Directions
Copy only this range: the line with "the palm tree in" through the final line of the material, inclusive at both ends.

Records provided

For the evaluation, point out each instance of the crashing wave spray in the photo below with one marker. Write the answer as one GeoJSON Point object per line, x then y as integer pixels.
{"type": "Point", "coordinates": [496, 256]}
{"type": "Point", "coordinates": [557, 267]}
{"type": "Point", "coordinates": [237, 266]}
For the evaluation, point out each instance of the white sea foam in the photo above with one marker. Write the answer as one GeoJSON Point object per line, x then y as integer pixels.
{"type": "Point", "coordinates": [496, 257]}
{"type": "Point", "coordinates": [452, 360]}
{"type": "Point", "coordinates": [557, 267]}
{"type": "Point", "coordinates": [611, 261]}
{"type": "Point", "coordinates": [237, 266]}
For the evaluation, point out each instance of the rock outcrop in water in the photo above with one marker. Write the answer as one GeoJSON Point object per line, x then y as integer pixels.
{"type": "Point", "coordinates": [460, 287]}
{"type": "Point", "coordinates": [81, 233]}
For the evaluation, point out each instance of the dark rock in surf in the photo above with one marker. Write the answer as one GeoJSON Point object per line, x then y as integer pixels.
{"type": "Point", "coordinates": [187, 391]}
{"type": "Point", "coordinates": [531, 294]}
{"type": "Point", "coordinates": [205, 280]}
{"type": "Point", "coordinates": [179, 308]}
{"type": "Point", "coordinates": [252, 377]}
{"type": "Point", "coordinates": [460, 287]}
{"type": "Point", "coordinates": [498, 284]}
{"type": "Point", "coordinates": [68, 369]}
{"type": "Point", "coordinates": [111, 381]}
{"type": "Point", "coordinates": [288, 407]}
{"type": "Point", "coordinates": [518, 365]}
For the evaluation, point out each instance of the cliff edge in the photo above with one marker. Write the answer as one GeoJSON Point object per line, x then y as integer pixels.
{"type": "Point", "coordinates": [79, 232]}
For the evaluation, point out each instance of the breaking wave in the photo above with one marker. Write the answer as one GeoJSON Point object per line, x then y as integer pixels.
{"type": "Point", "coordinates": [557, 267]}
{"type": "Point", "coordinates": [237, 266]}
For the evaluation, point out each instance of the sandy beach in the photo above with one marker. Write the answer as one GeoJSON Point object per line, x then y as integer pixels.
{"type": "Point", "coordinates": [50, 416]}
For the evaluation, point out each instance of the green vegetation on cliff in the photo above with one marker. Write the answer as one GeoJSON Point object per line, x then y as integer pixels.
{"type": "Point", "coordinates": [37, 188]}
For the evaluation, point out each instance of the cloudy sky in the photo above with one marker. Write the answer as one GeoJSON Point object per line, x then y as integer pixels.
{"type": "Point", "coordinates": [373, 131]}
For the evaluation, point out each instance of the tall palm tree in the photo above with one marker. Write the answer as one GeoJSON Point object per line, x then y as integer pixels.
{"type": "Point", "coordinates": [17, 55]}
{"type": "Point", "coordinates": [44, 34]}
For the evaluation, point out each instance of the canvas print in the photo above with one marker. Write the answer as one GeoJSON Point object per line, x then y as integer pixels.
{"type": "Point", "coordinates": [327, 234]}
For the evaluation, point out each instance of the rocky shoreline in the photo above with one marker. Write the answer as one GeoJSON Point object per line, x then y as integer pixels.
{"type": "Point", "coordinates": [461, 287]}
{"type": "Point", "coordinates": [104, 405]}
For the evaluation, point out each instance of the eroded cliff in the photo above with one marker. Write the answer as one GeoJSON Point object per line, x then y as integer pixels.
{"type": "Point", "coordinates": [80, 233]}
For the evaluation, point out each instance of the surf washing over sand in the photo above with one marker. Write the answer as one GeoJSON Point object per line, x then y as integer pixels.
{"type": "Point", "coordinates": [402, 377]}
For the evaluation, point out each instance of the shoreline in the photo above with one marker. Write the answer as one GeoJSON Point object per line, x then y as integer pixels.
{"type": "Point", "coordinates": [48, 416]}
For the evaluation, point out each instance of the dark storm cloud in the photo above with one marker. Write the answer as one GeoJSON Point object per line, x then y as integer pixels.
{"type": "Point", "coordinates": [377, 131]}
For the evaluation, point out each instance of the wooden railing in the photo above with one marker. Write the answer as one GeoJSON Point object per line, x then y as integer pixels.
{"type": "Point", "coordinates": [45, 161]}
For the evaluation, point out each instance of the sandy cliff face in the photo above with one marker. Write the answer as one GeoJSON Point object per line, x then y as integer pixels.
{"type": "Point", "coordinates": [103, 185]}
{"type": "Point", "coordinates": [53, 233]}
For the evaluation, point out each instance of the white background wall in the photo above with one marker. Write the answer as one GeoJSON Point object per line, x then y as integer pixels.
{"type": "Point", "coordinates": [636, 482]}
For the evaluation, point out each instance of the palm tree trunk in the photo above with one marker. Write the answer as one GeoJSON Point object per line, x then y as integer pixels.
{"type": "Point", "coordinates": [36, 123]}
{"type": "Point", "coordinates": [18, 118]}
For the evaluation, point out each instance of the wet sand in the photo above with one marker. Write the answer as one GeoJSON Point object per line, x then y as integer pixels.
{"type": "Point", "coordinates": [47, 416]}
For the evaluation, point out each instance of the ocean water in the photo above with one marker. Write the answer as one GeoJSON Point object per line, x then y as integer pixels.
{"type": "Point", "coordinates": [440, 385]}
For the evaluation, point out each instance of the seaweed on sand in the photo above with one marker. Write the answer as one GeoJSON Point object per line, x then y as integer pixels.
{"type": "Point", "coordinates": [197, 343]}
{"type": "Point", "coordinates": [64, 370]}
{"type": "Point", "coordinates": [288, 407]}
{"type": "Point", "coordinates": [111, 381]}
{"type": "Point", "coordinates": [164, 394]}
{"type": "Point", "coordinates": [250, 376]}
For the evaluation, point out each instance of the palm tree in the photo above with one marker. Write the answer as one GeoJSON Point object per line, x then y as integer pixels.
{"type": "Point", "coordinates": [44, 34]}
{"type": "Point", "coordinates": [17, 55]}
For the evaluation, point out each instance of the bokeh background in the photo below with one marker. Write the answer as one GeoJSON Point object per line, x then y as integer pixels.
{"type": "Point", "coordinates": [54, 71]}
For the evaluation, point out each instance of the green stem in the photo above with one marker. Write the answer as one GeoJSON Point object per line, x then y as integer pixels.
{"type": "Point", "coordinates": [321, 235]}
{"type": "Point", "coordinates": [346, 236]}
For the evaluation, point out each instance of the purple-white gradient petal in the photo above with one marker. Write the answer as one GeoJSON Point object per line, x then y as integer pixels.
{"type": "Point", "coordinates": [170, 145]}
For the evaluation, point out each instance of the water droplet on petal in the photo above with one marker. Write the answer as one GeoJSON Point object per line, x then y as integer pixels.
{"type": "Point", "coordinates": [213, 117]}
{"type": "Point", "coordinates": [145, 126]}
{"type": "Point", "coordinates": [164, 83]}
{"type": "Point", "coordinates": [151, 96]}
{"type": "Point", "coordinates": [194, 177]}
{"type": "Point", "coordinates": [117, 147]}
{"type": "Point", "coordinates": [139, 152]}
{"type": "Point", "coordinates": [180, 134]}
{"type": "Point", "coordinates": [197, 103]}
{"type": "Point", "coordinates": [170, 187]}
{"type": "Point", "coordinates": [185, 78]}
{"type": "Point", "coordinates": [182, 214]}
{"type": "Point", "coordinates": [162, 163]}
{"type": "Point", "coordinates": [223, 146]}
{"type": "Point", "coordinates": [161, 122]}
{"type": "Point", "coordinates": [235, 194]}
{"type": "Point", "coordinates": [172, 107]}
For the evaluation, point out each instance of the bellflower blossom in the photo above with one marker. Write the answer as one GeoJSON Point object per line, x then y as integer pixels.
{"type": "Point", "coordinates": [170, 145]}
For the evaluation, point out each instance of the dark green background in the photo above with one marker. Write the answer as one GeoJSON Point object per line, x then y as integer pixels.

Response below
For the evaluation, point out each instance of the palm tree in the photo above with one marker. Write the answer as one GeoJSON Point object per line, x then y as integer pixels.
{"type": "Point", "coordinates": [44, 34]}
{"type": "Point", "coordinates": [17, 55]}
For the evaluation, point out each instance of the bokeh background in the photo below with one marker. Write the answer as one GeoJSON Point object per line, x then y as integer pixels.
{"type": "Point", "coordinates": [54, 71]}
For the evaluation, point out each instance of the green stem in the photo above with one marker. Write the answer as one GeoJSON Point object per line, x then y as integer pixels.
{"type": "Point", "coordinates": [321, 235]}
{"type": "Point", "coordinates": [346, 236]}
For the evaluation, point out each instance of the purple-white gradient petal in the photo above with one marker. Write the answer as one GeoJSON Point object per line, x then y as integer pixels.
{"type": "Point", "coordinates": [170, 145]}
For the evaluation, point out each instance of the water droplet on petal in the photo above with one marker. Write the answer as one GeoJSON Point object per line, x then y as integer pixels.
{"type": "Point", "coordinates": [213, 117]}
{"type": "Point", "coordinates": [145, 126]}
{"type": "Point", "coordinates": [164, 83]}
{"type": "Point", "coordinates": [151, 96]}
{"type": "Point", "coordinates": [194, 177]}
{"type": "Point", "coordinates": [117, 147]}
{"type": "Point", "coordinates": [139, 152]}
{"type": "Point", "coordinates": [180, 134]}
{"type": "Point", "coordinates": [197, 103]}
{"type": "Point", "coordinates": [170, 187]}
{"type": "Point", "coordinates": [185, 78]}
{"type": "Point", "coordinates": [182, 214]}
{"type": "Point", "coordinates": [162, 163]}
{"type": "Point", "coordinates": [223, 146]}
{"type": "Point", "coordinates": [161, 122]}
{"type": "Point", "coordinates": [235, 194]}
{"type": "Point", "coordinates": [172, 107]}
For the evaluation, point out each instance of the bellflower blossom in the photo above with one marker. Write the answer as one GeoJSON Point object per line, x then y as integer pixels.
{"type": "Point", "coordinates": [170, 145]}
For the evaluation, point out each instance of the dark green background in the photo above with one marker. Write the answer as one GeoJSON Point object per line, x then y as integer pixels.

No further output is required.